▸ **Work task 1**
From the passage about the change of pope, list everything it says the smoke from the papal conclave was made of.
▸ **Work task 2**
Write what comes next in the passage about the change of pope, picking up after its final sentence.

▸ **Document extract**

-=-=-

I want to destroy all life and replace it with anti-life. Does that make me a bad person?
The pope stepped down. It meant a billion Catholics were temporarily leaderless, unsure exactly why they should hate themselves. Benedict talked of turbulent winds and rough seas. He was obviously speaking figuratively: by turbulent winds he meant child-abuse scandals, and by rough seas he meant child-abuse scandals. He left St Peter’s with the words that he was now just a simple pilgrim, before being flown by helicopter to his cliff-top castle. Many criticised Benedict’s anti-condom stance, but I suspect he just thought that if more kids are born HIV positive it might make priests a bit less inclined to shag them. I confess I’m no expert when it comes to popes, but surely the best one’s still Tom Baker.
When it came, the smoke from the papal conclave was created by a unique blend of fivers, witness statements and DNA evidence. As is traditional, Cardinal Bergoglio changed his name when he became pope. A tradition that dates back to when CRB checks began. Pope Francis was chosen to become the first ever South American pope, as they’ve got a history of shooting children rather than, well, you know.
The new pope always used to take the bus instead of a limo. Why? Well, would you want to turn up at your mistress’s house in a limo that has Church plates? Here’s my modernisation tip, if he wants it. Dips for those communion crackers. He’s going to try to improve the Catholic Church’s image, surely the religious equivalent of shampooing Ernst Stavro Blofeld’s cat. Buenos Aires’s priests love spending time in the slums. Well, if you think not many people take notice of kids, imagine how few bother listening to poor ones.
OK. Here’s a theory. Just a theory. After he’s elected, the new pope goes to that room in the Vatican and reads their biggest secret. It’s not priests that are horny for kids, it’s God that possesses the priests. Earth is nothing more than a sex farm for a malevolent, paedophile God. That’s what the pope compartmentalises that night. Why does Satan possess children? To make them spew bile; to be unattractive to the paedophile God. Satan is the good guy in all of this.

-=-=-

▸ **Supplied entries**
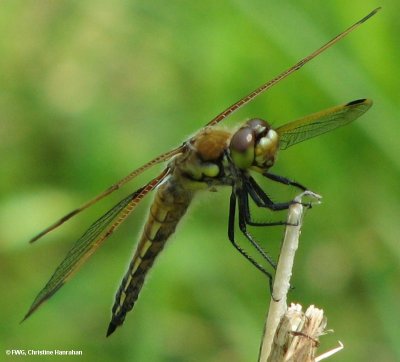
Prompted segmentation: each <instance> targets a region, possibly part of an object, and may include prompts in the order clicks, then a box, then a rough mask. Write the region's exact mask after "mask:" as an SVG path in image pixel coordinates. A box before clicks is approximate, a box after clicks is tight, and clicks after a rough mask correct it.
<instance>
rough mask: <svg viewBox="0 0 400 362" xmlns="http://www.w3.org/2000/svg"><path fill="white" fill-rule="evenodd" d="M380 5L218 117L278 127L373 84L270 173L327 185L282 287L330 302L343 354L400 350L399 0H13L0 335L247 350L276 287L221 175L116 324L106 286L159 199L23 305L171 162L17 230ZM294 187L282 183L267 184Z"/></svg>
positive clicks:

-=-=-

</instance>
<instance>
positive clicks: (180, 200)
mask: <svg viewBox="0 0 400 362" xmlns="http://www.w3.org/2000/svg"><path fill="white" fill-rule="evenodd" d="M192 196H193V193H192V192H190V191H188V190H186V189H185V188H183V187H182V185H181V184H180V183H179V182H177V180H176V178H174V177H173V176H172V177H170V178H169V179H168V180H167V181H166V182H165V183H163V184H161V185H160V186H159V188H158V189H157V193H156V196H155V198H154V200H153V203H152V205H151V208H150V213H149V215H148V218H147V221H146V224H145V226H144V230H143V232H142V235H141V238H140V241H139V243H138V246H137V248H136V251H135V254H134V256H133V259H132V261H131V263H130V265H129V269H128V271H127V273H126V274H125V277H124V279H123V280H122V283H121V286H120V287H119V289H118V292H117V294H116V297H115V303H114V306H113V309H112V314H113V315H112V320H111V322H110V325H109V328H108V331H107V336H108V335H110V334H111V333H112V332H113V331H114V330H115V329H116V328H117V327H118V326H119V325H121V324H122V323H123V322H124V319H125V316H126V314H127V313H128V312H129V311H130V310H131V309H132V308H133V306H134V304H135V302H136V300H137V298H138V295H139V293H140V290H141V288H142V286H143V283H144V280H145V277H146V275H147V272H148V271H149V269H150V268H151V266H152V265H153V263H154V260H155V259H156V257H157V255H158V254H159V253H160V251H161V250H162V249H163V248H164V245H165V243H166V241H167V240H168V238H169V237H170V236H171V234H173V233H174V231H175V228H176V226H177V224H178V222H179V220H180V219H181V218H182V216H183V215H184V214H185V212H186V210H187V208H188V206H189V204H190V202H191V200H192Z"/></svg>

-=-=-

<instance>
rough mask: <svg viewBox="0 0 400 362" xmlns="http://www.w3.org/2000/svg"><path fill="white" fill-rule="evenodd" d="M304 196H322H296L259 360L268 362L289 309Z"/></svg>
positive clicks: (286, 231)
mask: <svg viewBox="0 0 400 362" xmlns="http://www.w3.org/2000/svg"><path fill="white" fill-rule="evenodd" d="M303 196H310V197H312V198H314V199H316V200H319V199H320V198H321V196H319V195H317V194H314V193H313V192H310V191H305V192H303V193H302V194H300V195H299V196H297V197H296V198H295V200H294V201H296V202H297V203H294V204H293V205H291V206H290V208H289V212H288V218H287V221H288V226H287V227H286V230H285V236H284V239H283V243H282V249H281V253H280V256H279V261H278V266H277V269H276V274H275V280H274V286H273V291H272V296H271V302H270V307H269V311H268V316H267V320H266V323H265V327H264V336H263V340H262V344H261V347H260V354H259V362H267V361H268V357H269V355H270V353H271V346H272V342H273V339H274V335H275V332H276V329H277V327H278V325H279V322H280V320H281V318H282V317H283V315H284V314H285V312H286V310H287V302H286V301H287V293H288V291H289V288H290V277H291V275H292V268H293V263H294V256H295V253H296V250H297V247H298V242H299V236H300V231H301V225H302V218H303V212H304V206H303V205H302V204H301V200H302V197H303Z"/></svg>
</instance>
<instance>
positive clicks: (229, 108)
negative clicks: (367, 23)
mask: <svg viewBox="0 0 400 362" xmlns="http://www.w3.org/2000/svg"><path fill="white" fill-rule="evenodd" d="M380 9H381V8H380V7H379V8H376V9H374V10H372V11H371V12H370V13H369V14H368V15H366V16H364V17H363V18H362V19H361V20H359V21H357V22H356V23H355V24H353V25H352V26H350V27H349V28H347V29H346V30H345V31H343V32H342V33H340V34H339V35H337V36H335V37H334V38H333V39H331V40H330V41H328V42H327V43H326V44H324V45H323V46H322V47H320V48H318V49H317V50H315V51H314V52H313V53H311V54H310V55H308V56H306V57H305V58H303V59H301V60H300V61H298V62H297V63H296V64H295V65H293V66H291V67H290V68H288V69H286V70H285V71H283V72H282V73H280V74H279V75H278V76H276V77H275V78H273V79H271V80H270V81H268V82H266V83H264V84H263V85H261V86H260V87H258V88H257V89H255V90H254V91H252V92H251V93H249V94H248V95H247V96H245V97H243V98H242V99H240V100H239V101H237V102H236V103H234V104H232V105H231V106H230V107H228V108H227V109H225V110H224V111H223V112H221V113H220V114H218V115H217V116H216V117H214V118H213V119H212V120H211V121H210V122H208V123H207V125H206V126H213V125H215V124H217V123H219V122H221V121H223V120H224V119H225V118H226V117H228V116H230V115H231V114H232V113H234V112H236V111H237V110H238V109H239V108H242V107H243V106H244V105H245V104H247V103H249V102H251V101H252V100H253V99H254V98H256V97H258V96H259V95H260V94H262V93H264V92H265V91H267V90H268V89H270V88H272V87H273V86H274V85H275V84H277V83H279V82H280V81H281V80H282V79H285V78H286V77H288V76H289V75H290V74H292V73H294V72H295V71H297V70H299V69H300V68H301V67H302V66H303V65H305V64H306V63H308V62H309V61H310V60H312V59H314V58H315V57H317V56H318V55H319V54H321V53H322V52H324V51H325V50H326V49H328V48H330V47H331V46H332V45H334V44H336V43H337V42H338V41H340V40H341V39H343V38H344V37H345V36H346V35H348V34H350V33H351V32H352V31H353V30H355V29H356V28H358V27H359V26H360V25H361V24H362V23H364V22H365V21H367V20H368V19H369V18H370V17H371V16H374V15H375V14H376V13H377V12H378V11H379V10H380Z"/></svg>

-=-=-

▸ **Expected answer 1**
- fivers
- witness statements
- DNA evidence

▸ **Expected answer 2**
Or maybe it simply read:
Jesus came to us with an important message of hope. By his life he taught us that one in twelve people is a cunt. Fewer than you’d think. With Jesus dead for three days, Satan re-made the world in his image. Jesus ascended to heaven, defeated. Happy Easter
.
A lot of people have been asking me what I think about celibacy for priests? I think it would be a good idea. A scrap of parchment unearthed by scholars suggests Jesus might have taken a wife. I doubt it. If he were married and disappeared for three days he wouldn’t have dared to come back.
There were rumours a priest in the Vatican was caught watching transsexual films just last year, although it turned out that the man in the dress was just a reflection in the screen. The Vatican is keen to stamp this practice out or else priests’ urges could be so greatly reduced they’ll no longer bother turning up for choir practice.
Web firm TorrentFreak has revealed that computers in the Vatican have been used to download porn films. I suppose that explains why the former pope always had to hold on to someone as he walked. Perhaps a little more tolerance of bondage in religion would be a good thing. After all, the Middle East would be a much more tranquil place now if Moses hadn’t been so uptight and vanilla about Pharaoh being so into the whole master/slave thing. It’s sobering to think that if only the Egyptian leader had been into a different fetish fundamentalist Jews might nowadays break bread on the Sabbath not in skullcaps and ringlet sideburns, but in naughty-nurse outfits.